- _Supplied data_:

<<<<

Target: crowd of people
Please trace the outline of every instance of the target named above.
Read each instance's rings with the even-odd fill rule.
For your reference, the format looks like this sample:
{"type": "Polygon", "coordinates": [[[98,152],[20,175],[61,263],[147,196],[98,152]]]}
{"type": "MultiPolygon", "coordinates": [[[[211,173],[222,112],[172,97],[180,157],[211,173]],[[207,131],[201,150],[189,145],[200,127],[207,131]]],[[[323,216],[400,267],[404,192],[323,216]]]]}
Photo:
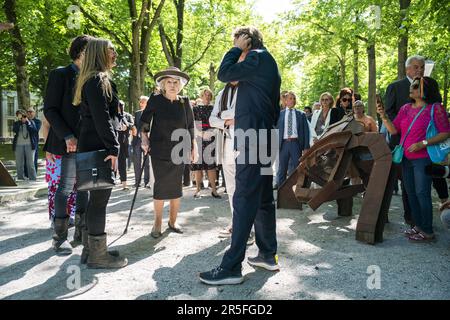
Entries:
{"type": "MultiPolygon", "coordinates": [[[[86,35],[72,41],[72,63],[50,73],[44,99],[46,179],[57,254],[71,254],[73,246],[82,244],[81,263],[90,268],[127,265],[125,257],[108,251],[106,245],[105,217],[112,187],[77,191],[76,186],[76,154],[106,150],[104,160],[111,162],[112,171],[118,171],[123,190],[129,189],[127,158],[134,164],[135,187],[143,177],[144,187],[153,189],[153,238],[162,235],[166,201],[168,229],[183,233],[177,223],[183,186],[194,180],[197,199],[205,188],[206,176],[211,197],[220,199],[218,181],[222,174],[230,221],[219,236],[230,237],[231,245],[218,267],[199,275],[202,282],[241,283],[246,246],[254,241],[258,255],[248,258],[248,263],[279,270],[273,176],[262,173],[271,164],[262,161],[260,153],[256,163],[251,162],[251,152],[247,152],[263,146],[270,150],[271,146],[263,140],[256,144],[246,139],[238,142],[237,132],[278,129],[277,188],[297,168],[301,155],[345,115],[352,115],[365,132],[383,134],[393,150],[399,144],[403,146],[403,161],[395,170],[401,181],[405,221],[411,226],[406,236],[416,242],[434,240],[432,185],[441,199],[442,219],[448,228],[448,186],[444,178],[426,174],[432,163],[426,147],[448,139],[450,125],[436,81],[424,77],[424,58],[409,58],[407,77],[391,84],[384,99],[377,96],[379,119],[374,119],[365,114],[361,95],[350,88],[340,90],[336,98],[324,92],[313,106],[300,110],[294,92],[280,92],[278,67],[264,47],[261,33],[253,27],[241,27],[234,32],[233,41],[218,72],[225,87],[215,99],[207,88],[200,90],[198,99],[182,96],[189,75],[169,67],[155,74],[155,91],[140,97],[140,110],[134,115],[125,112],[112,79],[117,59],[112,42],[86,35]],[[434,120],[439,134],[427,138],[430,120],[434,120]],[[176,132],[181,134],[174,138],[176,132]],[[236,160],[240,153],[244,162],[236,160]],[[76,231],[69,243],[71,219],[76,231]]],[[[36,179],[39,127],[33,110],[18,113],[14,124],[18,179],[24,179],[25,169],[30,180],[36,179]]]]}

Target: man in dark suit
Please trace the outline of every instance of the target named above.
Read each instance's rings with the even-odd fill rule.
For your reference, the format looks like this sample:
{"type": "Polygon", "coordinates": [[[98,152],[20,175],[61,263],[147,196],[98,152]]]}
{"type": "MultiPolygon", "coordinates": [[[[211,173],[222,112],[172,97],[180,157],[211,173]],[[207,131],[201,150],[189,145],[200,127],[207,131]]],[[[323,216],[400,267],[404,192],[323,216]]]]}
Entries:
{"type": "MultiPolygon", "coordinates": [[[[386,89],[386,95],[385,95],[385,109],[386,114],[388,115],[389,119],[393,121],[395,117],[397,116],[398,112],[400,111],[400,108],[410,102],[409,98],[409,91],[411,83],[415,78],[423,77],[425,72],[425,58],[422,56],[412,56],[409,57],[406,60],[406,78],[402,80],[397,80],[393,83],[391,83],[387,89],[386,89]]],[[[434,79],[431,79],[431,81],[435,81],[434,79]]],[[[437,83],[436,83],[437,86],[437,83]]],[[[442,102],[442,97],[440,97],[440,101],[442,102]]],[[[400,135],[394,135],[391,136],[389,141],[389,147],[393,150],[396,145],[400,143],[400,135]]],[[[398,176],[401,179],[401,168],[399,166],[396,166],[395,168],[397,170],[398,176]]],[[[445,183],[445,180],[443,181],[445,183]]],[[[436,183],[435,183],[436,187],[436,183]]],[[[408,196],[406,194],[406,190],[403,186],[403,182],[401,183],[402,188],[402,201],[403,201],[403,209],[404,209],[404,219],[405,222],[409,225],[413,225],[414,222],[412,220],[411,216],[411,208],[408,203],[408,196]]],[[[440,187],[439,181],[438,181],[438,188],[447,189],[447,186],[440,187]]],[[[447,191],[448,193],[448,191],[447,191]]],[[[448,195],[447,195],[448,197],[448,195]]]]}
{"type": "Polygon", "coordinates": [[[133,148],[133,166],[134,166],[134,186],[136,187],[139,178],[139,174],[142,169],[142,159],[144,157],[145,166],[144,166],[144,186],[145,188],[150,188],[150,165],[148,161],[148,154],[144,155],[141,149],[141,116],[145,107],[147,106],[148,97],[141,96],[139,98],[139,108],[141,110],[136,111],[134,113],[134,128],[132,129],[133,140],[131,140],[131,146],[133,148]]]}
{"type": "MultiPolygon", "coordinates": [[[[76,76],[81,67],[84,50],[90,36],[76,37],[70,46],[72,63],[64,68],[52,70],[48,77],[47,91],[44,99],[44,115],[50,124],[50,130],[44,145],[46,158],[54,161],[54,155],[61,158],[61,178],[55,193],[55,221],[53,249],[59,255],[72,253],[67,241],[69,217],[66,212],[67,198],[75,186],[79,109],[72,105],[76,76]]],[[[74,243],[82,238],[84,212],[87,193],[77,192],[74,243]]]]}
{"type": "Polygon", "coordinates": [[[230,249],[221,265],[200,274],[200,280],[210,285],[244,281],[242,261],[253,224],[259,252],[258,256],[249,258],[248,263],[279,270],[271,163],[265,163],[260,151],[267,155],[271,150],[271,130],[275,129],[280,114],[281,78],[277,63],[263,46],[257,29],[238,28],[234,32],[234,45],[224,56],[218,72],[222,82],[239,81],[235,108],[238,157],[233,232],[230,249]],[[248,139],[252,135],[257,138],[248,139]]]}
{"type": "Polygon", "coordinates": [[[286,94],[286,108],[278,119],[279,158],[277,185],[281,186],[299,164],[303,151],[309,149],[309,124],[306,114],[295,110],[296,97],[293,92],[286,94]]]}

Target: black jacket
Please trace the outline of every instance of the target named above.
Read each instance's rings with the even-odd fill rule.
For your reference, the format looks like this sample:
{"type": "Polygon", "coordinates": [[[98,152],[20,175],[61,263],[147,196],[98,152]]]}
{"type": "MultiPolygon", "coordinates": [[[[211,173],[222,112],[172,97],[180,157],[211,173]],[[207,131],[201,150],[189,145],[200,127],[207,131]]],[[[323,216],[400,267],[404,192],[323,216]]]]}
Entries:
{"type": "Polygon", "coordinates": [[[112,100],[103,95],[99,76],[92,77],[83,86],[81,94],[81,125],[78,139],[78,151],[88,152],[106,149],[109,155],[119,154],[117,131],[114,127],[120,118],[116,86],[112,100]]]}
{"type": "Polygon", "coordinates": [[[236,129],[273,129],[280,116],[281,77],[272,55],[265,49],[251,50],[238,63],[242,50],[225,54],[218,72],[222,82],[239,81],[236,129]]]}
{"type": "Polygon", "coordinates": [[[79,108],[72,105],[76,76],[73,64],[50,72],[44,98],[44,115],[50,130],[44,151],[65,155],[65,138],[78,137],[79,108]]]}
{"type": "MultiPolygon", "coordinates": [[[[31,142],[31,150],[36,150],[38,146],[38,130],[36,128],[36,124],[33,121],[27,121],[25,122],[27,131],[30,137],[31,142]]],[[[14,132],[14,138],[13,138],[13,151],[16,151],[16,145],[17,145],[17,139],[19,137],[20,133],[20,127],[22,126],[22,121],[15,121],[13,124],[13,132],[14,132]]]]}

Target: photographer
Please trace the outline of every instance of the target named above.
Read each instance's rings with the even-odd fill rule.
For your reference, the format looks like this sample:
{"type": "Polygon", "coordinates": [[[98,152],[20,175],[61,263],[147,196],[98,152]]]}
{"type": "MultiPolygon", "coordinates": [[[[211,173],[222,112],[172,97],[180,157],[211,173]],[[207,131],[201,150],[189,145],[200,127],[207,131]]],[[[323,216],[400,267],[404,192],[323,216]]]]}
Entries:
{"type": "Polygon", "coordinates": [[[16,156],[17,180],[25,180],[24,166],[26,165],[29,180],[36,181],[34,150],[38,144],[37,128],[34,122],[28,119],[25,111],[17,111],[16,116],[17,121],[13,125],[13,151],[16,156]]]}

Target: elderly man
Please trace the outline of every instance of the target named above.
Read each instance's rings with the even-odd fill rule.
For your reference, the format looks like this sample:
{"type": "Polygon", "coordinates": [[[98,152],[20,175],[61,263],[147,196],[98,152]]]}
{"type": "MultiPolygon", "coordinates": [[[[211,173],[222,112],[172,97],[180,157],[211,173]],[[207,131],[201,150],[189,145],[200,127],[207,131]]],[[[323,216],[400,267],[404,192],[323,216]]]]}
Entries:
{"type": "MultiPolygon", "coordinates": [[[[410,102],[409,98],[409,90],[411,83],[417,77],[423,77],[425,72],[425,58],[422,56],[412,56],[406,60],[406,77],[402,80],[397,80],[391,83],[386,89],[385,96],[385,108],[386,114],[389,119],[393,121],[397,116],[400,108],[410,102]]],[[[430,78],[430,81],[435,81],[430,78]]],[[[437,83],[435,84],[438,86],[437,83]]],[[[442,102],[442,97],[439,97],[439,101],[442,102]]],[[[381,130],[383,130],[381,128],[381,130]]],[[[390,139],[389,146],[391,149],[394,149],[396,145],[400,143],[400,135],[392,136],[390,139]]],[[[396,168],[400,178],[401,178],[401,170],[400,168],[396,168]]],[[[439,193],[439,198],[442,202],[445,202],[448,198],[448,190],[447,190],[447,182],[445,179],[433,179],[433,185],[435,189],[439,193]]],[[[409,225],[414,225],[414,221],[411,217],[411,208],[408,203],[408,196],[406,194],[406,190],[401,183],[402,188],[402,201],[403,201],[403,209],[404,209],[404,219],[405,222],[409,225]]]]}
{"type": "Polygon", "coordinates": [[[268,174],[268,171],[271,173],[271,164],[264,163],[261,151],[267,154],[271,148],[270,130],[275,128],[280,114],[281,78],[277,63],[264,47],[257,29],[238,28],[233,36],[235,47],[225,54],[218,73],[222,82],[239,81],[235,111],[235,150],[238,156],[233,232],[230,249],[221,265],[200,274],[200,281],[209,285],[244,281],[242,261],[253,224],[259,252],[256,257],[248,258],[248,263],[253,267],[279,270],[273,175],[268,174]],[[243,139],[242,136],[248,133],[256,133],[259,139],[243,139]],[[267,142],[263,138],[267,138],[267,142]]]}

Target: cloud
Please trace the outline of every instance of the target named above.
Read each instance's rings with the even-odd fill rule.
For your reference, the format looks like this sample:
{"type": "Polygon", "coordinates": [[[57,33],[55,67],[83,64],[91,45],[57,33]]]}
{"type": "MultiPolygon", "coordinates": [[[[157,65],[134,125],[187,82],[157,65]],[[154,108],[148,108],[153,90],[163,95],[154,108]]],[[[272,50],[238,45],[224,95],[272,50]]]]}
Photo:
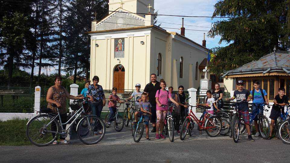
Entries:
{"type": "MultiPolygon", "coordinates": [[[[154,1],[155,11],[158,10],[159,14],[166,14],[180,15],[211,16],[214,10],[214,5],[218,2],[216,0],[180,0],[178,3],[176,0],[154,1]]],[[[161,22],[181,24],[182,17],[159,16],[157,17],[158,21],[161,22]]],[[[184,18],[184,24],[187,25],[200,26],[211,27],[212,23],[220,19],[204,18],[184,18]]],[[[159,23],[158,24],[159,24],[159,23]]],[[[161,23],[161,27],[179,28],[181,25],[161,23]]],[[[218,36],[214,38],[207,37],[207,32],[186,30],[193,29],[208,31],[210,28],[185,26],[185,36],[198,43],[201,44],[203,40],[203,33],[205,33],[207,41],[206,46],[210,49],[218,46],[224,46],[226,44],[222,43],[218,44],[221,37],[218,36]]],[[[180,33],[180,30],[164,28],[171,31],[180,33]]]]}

>>>>
<<<<

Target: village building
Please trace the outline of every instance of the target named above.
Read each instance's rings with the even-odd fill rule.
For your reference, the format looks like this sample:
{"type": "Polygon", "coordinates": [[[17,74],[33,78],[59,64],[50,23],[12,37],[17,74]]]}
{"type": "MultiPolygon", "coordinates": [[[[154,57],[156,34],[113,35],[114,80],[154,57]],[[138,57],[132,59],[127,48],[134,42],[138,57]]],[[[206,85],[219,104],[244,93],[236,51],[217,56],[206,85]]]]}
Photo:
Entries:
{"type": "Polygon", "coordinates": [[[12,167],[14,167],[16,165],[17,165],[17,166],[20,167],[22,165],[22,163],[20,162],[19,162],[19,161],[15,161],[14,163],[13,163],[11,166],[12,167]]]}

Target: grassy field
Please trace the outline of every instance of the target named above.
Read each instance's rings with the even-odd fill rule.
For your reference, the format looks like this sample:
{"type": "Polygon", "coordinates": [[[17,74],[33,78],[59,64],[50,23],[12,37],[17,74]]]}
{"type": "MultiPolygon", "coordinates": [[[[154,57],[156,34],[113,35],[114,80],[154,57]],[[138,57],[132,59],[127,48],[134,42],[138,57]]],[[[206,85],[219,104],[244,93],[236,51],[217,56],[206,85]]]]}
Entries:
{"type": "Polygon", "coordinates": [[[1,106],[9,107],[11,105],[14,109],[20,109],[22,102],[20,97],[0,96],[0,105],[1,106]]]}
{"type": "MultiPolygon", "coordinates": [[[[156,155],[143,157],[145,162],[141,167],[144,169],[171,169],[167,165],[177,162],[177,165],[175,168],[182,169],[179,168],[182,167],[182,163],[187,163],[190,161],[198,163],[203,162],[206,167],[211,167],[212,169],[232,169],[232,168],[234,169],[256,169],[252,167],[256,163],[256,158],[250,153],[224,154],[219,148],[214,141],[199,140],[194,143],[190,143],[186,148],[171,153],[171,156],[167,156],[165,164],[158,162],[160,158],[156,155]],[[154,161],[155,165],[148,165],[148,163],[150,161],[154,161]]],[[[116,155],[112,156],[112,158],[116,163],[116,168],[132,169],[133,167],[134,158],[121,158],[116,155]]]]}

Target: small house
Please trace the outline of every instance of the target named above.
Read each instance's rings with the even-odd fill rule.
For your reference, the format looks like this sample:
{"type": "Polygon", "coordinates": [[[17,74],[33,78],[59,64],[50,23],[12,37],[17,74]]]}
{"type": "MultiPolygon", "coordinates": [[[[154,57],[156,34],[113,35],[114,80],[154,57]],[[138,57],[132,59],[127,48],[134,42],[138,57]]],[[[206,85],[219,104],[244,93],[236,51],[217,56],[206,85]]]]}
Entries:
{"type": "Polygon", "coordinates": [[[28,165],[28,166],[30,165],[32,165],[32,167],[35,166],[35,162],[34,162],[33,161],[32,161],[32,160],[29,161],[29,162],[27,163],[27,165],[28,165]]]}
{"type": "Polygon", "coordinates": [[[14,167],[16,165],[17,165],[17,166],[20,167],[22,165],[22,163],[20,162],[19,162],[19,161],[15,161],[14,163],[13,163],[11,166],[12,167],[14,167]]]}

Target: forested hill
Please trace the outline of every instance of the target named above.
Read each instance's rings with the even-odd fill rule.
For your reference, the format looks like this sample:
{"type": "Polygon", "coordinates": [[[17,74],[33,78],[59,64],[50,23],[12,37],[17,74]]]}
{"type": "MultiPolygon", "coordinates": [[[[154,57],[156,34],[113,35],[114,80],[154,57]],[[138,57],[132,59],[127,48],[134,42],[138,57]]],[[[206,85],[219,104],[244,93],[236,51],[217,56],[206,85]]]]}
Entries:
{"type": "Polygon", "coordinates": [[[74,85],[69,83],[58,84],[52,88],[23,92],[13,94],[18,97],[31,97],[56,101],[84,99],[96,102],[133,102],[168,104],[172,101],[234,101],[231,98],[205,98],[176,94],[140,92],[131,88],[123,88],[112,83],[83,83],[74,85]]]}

>>>>
<<<<

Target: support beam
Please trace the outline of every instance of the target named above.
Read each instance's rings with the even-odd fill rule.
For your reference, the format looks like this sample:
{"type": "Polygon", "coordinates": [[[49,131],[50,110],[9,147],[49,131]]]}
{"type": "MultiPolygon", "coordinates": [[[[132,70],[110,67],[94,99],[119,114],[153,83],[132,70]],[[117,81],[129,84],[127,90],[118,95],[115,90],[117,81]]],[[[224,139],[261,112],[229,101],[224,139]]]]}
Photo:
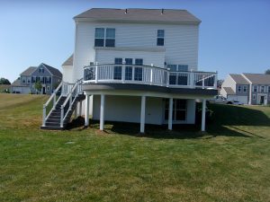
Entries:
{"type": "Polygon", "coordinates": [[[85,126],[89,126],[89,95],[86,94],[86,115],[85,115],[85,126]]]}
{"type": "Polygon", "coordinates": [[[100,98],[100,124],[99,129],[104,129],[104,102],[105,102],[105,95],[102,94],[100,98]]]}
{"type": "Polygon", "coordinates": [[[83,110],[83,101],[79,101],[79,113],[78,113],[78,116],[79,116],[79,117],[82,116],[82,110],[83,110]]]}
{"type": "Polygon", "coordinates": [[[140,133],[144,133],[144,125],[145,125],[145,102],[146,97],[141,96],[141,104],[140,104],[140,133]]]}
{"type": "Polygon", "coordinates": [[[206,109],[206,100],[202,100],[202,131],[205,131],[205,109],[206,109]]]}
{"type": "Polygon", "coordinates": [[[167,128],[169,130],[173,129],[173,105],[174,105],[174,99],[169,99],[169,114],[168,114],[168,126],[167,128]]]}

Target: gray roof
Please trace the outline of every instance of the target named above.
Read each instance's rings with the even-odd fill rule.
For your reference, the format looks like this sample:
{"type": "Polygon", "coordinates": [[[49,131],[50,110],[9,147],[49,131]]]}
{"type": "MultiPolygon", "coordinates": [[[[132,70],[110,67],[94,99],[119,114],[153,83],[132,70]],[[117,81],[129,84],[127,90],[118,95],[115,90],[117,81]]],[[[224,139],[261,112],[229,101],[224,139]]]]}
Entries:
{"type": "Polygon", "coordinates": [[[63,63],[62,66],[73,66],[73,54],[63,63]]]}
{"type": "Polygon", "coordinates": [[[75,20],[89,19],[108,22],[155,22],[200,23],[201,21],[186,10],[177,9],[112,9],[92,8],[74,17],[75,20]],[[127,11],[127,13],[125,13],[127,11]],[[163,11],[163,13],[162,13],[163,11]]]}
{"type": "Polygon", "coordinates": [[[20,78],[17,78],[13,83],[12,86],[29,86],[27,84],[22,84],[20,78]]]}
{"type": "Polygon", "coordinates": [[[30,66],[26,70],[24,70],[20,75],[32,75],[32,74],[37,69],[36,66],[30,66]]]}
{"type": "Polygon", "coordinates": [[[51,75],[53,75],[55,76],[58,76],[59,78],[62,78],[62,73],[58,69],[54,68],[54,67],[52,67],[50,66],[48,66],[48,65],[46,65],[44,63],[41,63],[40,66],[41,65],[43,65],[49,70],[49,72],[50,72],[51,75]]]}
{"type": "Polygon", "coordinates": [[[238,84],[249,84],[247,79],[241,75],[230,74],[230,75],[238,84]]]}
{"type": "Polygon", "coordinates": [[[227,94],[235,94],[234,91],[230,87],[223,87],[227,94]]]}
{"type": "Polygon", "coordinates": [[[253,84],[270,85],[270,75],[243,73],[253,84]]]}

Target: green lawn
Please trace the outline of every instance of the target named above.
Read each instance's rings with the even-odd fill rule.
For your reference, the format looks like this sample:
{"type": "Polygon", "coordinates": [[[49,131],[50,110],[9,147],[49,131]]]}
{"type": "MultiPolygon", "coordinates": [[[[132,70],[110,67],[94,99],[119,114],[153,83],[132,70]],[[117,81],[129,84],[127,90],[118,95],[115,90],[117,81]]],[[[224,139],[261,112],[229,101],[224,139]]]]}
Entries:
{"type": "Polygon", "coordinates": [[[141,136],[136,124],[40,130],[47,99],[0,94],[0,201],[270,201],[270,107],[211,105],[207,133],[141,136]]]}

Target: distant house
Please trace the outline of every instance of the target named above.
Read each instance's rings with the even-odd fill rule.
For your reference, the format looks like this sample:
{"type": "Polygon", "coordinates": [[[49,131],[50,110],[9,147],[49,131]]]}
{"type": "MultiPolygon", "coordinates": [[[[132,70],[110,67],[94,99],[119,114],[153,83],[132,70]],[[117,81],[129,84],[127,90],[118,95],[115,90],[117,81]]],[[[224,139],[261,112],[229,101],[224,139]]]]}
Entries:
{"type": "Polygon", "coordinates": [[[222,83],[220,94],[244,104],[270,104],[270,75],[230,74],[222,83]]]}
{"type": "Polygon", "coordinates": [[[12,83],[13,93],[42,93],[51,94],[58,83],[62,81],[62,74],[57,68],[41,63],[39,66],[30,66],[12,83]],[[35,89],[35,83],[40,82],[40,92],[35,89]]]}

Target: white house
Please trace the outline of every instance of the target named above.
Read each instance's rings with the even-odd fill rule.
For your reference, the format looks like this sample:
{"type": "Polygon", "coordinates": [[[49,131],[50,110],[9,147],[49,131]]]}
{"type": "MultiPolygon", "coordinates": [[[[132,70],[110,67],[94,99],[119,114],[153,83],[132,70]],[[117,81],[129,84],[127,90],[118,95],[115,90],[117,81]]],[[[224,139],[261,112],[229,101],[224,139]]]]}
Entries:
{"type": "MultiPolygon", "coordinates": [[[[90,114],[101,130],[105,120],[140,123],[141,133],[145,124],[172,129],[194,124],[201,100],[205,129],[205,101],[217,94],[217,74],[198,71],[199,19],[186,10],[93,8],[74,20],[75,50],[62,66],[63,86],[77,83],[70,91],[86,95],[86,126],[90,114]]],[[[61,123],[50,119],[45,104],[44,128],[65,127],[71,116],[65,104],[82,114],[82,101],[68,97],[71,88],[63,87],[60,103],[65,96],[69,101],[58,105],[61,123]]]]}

>>>>

- _Instructions for the task_:
Please count the lines in the items above that contain the word "house" and reply with that number alone.

- _Answer below_:
3